**Aim**: Your task is to repeat the entries underneath exactly, minus the pictures.

####################

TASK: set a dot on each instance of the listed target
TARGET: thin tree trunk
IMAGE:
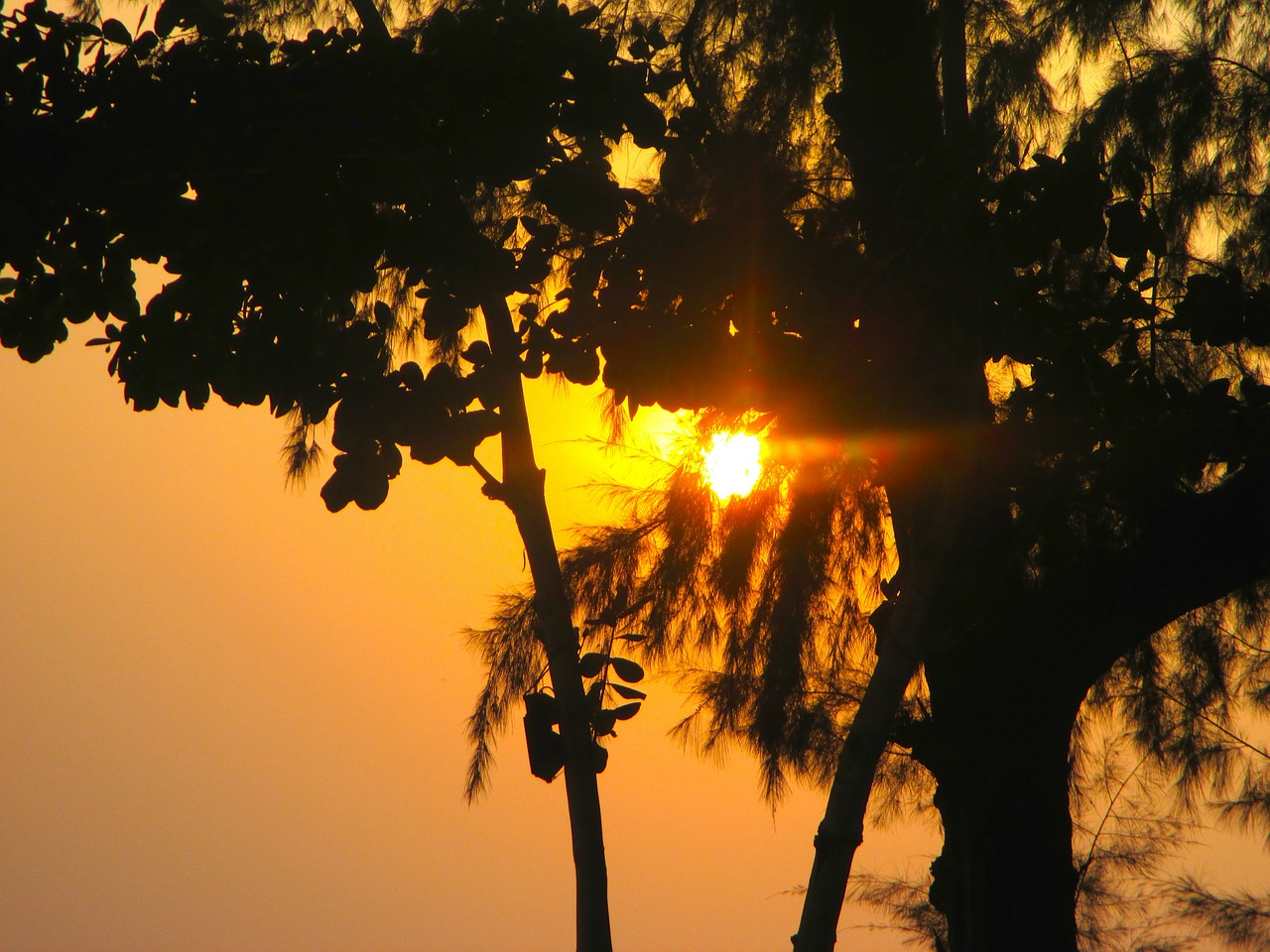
(841, 830)
(522, 489)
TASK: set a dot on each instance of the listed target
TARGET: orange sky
(232, 721)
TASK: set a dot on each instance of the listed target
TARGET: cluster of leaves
(547, 747)
(303, 198)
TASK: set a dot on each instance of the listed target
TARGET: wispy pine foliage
(760, 607)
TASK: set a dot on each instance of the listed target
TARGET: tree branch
(1171, 569)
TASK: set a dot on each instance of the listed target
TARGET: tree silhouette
(318, 206)
(864, 207)
(860, 207)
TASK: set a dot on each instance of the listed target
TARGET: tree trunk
(1000, 752)
(841, 830)
(522, 489)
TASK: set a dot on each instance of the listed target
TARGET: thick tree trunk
(522, 489)
(928, 525)
(1000, 752)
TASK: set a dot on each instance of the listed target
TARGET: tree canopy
(991, 272)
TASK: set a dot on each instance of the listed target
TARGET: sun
(731, 463)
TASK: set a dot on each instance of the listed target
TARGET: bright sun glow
(731, 463)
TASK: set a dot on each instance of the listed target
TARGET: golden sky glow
(731, 463)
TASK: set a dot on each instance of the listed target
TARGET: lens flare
(731, 463)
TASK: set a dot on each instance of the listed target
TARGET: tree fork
(522, 492)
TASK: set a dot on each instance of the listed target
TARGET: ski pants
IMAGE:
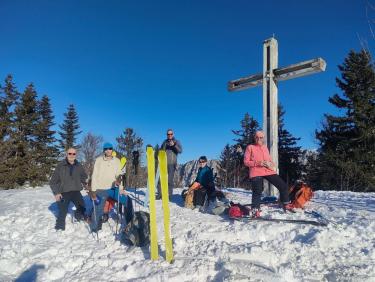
(257, 187)
(112, 193)
(63, 205)
(171, 170)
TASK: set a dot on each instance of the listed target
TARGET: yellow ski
(165, 201)
(151, 187)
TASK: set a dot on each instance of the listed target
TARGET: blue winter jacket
(205, 178)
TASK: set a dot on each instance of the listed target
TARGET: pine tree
(9, 97)
(347, 142)
(46, 150)
(128, 142)
(22, 162)
(69, 129)
(290, 166)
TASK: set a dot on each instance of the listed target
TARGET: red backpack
(300, 194)
(237, 211)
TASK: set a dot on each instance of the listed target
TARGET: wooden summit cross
(269, 78)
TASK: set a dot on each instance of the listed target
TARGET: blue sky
(153, 65)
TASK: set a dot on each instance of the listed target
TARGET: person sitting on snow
(202, 188)
(66, 183)
(106, 183)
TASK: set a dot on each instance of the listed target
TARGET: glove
(195, 186)
(189, 199)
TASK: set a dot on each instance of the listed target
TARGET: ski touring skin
(165, 202)
(281, 220)
(152, 204)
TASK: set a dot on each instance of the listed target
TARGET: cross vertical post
(270, 119)
(271, 75)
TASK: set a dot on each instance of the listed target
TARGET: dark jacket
(67, 177)
(172, 151)
(205, 177)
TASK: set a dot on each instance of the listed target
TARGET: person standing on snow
(261, 166)
(107, 170)
(66, 183)
(172, 147)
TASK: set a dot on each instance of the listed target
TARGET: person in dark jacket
(66, 183)
(202, 186)
(172, 147)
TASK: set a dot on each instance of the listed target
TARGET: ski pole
(118, 208)
(95, 220)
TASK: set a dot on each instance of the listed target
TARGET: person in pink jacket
(261, 166)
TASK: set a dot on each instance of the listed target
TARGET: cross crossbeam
(280, 74)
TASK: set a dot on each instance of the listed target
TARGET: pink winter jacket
(253, 156)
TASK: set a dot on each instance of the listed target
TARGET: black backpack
(137, 231)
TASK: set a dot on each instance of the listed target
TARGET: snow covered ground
(206, 247)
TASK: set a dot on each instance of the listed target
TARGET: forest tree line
(344, 159)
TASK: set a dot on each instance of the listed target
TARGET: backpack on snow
(137, 231)
(299, 194)
(238, 211)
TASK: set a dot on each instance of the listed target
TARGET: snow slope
(206, 247)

####################

**Completed task**:
TASK: set a dot on each instance of the listed target
TARGET: thin tree trunk
IMAGE:
(841, 830)
(522, 489)
TASK: set a dot on each instance of the listed target
TARGET: orange sky
(232, 721)
TASK: set a dot on each instance of the listed target
TARGET: cluster of leaves
(547, 747)
(303, 198)
TASK: set a dot on each instance of the listed target
TARGET: wispy pine foliage
(760, 607)
TASK: set a dot on each instance of the listed target
TARGET: tree branch
(1171, 569)
TASK: set a dot on each instance of the listed target
TARGET: tree silhouette
(318, 206)
(864, 207)
(860, 207)
TASK: set a dot on each instance of the listed target
TARGET: tree trunk
(1000, 752)
(841, 830)
(522, 489)
TASK: set a dot on each instance of the listed target
TARGET: thick tree trunk
(522, 489)
(928, 525)
(1000, 752)
TASK: set a dot on each instance of the listed target
TARGET: tree canopy
(991, 272)
TASK: set a dot on each instance of the listed target
TARGET: sun
(731, 463)
TASK: set a dot on each instance of the listed target
TARGET: bright sun glow
(731, 463)
TASK: set a dot on each instance of the listed target
TARGET: golden sky glow
(731, 463)
TASK: set a dot on each instance of the listed target
TARGET: lens flare
(731, 463)
TASK: set a dot on each instance of the listed target
TARGET: tree fork
(522, 492)
TASK: set a dot on each instance of the listed target
TARGET: ski pants
IMAGE:
(257, 187)
(112, 193)
(63, 205)
(171, 170)
TASK: set a dot on each instance of the listed target
TARGET: yellow ski
(165, 201)
(151, 187)
TASK: set a dot on each instance of the listed target
TARGET: blue winter jacket
(205, 178)
TASK: set a dot on each instance of the listed target
TARGET: pine tree
(9, 97)
(347, 142)
(46, 150)
(128, 142)
(22, 162)
(69, 129)
(290, 166)
TASK: set a dot on each instance of the listed target
TARGET: red backpack
(300, 194)
(237, 211)
TASK: set a dot on each instance of the listed target
TARGET: wooden summit cross
(269, 78)
TASK: set a dot on each instance of the listed target
TARGET: blue sky
(153, 65)
TASK: set a dot on each instance of the listed target
TARGET: person sitting on snow
(202, 188)
(66, 183)
(106, 183)
TASK: set a dot on each instance of the listed target
TARGET: glove
(195, 186)
(189, 199)
TASK: set a dot on each instance of the listed target
TARGET: ski touring skin
(165, 202)
(281, 220)
(152, 204)
TASK: set a dot on each instance of the listed target
TARGET: cross vertical post
(270, 119)
(271, 75)
TASK: set a dot on each instance of the listed target
TARGET: dark jacket
(67, 177)
(172, 151)
(205, 177)
TASK: set a dot on each instance of the listed target
TARGET: person standing on snow
(261, 166)
(107, 170)
(66, 183)
(172, 147)
TASK: set a dot on each instance of the listed target
TARGET: person in dark jacket
(66, 183)
(202, 186)
(172, 147)
TASK: set a dot on each instance of the listed target
TARGET: ski pole
(118, 208)
(95, 220)
TASK: set a dot on each instance of the listed target
TARGET: person in pink jacket
(261, 166)
TASK: set a dot on each instance of the listed target
TARGET: cross crossbeam
(280, 74)
TASK: set a dot on each instance of the listed target
TARGET: pink winter jacket
(253, 156)
TASK: set a dot on each instance of the listed target
TARGET: black backpack
(137, 231)
TASK: set a dot on each instance of the listed target
TARGET: snow covered ground
(206, 247)
TASK: set a dot on each instance of the listed target
TARGET: forest tree line
(344, 159)
TASK: set a dot on each instance of the listed target
TARGET: backpack on snow
(137, 231)
(299, 194)
(238, 211)
TASK: set a dot on each instance of the listed target
TARGET: snow slope
(206, 247)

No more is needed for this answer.